### [Assignment]
Below are the records; they must be reproduced verbatim.

*** Exercise materials ***

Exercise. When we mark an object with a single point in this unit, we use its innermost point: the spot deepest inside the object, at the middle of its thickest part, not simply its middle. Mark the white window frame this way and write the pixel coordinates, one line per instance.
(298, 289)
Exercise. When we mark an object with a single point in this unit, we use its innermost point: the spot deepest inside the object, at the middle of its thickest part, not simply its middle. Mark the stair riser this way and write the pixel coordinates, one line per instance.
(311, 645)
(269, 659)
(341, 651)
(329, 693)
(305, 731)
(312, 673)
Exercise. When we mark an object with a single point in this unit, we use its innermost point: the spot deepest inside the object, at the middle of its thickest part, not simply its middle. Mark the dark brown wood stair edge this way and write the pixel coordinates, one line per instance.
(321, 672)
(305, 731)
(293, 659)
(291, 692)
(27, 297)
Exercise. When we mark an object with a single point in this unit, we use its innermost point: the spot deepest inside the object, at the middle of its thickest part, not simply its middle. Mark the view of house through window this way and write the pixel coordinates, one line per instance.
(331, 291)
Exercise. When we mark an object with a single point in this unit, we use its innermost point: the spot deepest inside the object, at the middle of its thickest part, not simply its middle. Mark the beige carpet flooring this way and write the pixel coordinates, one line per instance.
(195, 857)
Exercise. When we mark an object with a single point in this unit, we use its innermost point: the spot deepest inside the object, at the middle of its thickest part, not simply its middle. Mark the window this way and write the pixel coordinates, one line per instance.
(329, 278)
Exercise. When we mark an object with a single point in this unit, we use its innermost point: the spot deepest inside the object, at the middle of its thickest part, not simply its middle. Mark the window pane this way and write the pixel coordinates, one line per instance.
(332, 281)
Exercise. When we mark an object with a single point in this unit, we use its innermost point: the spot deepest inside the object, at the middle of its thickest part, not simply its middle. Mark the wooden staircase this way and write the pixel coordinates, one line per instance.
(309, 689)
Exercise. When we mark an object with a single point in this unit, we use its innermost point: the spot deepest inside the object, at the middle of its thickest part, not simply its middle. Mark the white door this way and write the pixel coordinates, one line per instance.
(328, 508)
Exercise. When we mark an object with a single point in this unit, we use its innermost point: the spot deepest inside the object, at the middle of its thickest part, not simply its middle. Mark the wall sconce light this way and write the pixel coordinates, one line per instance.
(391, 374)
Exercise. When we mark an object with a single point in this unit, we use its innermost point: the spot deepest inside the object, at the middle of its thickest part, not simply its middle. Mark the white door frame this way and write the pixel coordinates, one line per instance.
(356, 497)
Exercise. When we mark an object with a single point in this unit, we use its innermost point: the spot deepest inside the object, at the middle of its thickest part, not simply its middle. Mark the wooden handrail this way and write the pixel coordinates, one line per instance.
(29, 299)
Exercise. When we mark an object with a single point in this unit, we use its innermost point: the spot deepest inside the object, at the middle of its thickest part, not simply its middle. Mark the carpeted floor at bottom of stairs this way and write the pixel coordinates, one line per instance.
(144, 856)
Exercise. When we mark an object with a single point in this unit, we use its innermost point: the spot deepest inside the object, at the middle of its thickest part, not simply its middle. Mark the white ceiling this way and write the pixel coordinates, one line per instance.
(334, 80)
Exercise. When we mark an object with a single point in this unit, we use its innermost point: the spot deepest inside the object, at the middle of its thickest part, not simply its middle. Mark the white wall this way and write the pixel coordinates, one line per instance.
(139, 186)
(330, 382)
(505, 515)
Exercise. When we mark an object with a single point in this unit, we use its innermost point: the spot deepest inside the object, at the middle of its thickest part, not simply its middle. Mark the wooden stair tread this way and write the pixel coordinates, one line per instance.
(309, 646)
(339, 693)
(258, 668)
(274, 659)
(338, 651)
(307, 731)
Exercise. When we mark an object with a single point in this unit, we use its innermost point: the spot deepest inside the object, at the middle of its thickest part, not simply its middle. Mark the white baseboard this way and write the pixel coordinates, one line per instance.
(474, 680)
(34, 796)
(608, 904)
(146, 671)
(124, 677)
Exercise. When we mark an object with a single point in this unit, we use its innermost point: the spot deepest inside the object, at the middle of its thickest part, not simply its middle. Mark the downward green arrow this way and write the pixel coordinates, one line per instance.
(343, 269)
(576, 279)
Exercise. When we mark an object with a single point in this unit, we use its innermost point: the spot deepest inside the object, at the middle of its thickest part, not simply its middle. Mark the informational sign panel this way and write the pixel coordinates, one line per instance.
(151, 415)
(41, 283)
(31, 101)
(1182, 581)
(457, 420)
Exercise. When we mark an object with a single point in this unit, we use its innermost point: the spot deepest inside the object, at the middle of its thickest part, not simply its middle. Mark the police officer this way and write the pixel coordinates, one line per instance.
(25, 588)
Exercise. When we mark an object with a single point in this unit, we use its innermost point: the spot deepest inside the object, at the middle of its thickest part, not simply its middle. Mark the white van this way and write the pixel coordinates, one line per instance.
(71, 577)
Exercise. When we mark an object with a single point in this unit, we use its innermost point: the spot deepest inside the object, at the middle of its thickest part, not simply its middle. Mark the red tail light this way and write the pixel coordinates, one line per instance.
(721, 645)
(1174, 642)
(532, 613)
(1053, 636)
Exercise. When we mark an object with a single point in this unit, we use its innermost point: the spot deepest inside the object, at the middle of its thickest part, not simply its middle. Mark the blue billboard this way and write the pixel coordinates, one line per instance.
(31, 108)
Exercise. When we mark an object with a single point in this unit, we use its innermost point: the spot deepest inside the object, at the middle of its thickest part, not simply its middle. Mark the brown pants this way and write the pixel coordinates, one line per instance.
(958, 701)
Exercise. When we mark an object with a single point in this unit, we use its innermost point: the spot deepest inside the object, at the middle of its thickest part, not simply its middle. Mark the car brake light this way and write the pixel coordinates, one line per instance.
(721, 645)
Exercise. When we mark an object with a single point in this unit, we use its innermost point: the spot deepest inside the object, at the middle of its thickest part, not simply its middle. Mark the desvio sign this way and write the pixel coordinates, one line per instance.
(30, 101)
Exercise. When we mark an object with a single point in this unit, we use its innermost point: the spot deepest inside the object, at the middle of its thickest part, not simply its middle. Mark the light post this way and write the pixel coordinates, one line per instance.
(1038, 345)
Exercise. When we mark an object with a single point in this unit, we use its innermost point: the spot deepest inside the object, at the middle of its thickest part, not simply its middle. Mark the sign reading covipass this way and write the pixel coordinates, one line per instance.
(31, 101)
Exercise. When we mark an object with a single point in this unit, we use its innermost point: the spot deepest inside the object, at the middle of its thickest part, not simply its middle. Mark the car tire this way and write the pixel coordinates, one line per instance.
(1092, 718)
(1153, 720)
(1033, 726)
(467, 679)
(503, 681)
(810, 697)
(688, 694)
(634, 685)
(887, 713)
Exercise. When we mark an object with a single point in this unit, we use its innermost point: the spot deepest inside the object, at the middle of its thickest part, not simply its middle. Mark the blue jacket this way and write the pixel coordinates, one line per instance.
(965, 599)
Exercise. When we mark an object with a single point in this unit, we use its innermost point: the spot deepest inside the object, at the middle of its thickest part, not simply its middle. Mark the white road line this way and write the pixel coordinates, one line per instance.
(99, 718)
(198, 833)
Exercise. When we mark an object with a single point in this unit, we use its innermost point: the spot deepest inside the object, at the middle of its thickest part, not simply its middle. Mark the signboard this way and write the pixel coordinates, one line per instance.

*** End of Exercise materials ***

### [Exercise response]
Exercise. When we mark an object with a single point in this unit, we use its innermost point: the spot deepest inside the object, at the middle of its thickest part, not simply its middle. Mark the white window frame this way and write the pixel coordinates, one line per instance.
(298, 289)
Exercise. When we mark an object with a single point in this unit, we use its innermost point: the spot deepest inside the object, at the middle of its thickest part, not simply its middle. Mark the stair riser this way and write the pixel coordinates, one line per instance.
(311, 645)
(269, 659)
(341, 651)
(329, 693)
(305, 731)
(312, 673)
Exercise. When we mark an object with a single point in this unit, we use its innermost point: the spot deepest inside the object, at the middle of its thickest part, not simply its middle. Mark the dark brown wood stair edge this way and write the pixel coordinates, one line per instance.
(321, 672)
(305, 731)
(293, 659)
(291, 692)
(27, 297)
Exercise. When we mark an object with a single point in this unit, we use its innermost point: the spot deepest inside the object, at the middle of its thickest part, not simply its middle. Mark the view of house through window this way and write the pixel coordinates, one line per instance.
(331, 291)
Exercise. When we mark an object with a single point in this unit, we use its innermost point: the spot deepest inside the object, at the middle of its thickest part, not simply its middle. Mark the beige carpet flooring this way and write the pixel coordinates, one line per instance.
(195, 857)
Exercise. When we mark an object with a single point in this unit, we use its innermost point: the spot deepest inside the object, at the middle of its thickest part, not simply its middle. Mark the window this way and write the pixel coordinates, one line per instance.
(329, 278)
Exercise. When we mark an object with a single point in this unit, we use its innermost point: the spot deepest inside the object, at the middle of its thickest part, not simply its middle. Mark the window pane this way and write the pixel coordinates, one line per instance.
(332, 281)
Exercise. When we mark an object with a single point in this unit, we use its innermost point: the spot deepest inside the object, at the middle of its thickest part, not simply its middle. Mark the wooden staircase this way and write the pixel coordinates, one line per instance.
(309, 689)
Exercise. When we mark an object with a single point in this unit, we use its innermost point: the spot deepest inside the object, at the middle of its thickest part, not simply its middle. Mark the white door this way and write the pixel coordinates, one line per instance.
(328, 508)
Exercise. When we mark an object with a single point in this unit, we use its innermost point: the spot deepest inside the object, at the middle of its thickest part, not simply its middle. Mark the wall sconce light this way and write the pixel coordinates, one line per instance.
(391, 374)
Exercise. When we mark an object with a single point in this unit, we use its innermost point: the spot deepest inside the object, at the middle of its thickest part, not simply its middle. Mark the white door frame this way and write the pixel coordinates, one line per instance.
(356, 497)
Exercise. When we mark an object with a single point in this unit, we use its innermost point: the spot deepest inside the object, at the middle of its thickest part, not simply its middle. Mark the wooden handrail this way and write the pixel coordinates, one line per instance.
(29, 299)
Exercise. When we mark an object with a single point in this unit, we use its innermost point: the spot deepest inside the object, at the middle of its thickest part, not simply its middle. Mark the carpeted floor at bottom of stairs this way and write the pixel coordinates, one line per instance.
(144, 856)
Exercise. When we mark an object with a single point in this unit, we use its innermost point: the spot deepest inside the object, at the middle of its thickest part, not simply its middle. Mark the white ceiling this way and write the pixel coordinates, one line per instance.
(334, 80)
Exercise. When we mark an object with a single point in this unit, we use its innermost point: the spot deepest inside the object, at the middle of its thickest part, not simply its middle. Mark the white wall this way and write the pixel coordinates, one line per instance.
(139, 186)
(330, 382)
(505, 515)
Exercise. When we mark an object with a single point in this unit, we use its innermost point: the spot deepest inside the object, at the middle of its thickest part, not simply its middle. Mark the wooden stair tread this way and write the pixel coordinates, one line per instance.
(309, 646)
(339, 693)
(258, 668)
(274, 659)
(338, 651)
(307, 731)
Exercise. When we mark an object with a single point in this unit, we use its innermost point: the spot deepest inside the object, at the middle of its thickest part, not simply its middle. Mark the white baseboard this way and write the pixel coordinates, one line per instance.
(474, 680)
(34, 796)
(608, 904)
(146, 671)
(124, 677)
Exercise. When we mark an object with a single point in this unit, we use its innermost point: the spot deepest inside the object, at the middle of its thickest part, not simply its middle. Mark the downward green arrow this way and write the pixel coordinates, one line per instance.
(343, 269)
(576, 279)
Exercise. When we mark an object with a single point in this unit, we use its innermost point: the spot deepest inside the object, at the middle of its thickest part, not simply its middle. Mark the informational sign panel this way and write the pixel coordinates, one line per instance.
(151, 415)
(41, 283)
(31, 101)
(1182, 581)
(457, 420)
Exercise. When we mark an object with a single point in this unit, we use its innermost point: the spot deepest inside the object, at the middle of its thickest part, not simply its middle. Mark the police officer this way and write the pixel coordinates, one line per instance.
(25, 588)
Exercise. When we mark an object with a single point in this unit, we use its innermost point: the spot deepest inside the object, at the middle of its thickest part, not simply its middle. Mark the white van this way and write the pixel coordinates, one line per instance.
(71, 577)
Exercise. When we mark an object with a single point in this unit, we use its innermost point: the spot deepest inside the object, at the middle of its thickest part, not simply its middle. Mark the red tail light this way and write the pixel coordinates, one line per instance.
(721, 645)
(1174, 642)
(532, 613)
(1053, 636)
Exercise. When we mark an object with a single point in this unit, we use its innermost point: the spot deepest inside the object, at the middle of its thickest part, not simply its middle. Mark the blue billboard this way and write the pixel coordinates, one line per instance.
(31, 108)
Exercise. When we mark an object with a single point in this unit, we use its innermost point: the spot deepest inside the object, at the middle of its thickest part, not simply its middle. Mark the brown pants this way and write the pixel coordinates, one line per instance.
(958, 701)
Exercise. When we mark an object with a single point in this unit, we use its innermost point: the spot deepest inside the object, at the middle of its thickest part, not simply its middle. Mark the car brake light this way and write the pixel coordinates, one line per instance.
(721, 645)
Exercise. When we mark an object with a single point in this unit, we use its innermost point: the spot deepest inside the object, at the middle of its thickest part, not simply its middle. Mark the desvio sign this way and write the pixel coordinates, one line per instance.
(30, 101)
Exercise. When we mark an object with a single point in this unit, we use its innermost point: the spot deepest inside the object, at the middle of its thickest part, not simply its middle. Mark the light post this way and write the pixel coordinates, one line per instance.
(1038, 345)
Exercise. When we mark an object with a single point in this unit, we use its innermost point: the spot deepest inside the object, at the middle of its thickest part, not simply its middle. Mark the sign reading covipass this way and write the pixel coordinates, one line per instance.
(31, 101)
Exercise. When we mark an object with a single point in this unit, we use its innermost point: the spot deepest inside the object, at the middle of its thickest part, not simply its middle. Mark the car tire this way and write the pixel coordinates, one line per instance.
(1092, 718)
(1153, 720)
(1033, 726)
(467, 679)
(503, 681)
(810, 697)
(688, 694)
(634, 685)
(887, 713)
Exercise. When we mark an object with a single point in this unit, we use its innermost point: the spot deepest inside the object, at the middle of its thickest part, not simply its middle. Mark the blue jacket this way and write the pixel coordinates, one line per instance.
(965, 599)
Exercise. When we mark an object with a single point in this unit, we use its innermost point: the spot deepest inside the object, at the middle of its thickest part, not simply its middle. Mark the white road line this way and write the pixel coordinates, one line per instance.
(99, 718)
(198, 833)
Exercise. When we mark an object with a single point in this unit, we use its innermost point: the spot deepest inside the object, at the middle of its thickest part, not simply its middle. Mark the signboard this way and write the pixel coordinates, one line per instance.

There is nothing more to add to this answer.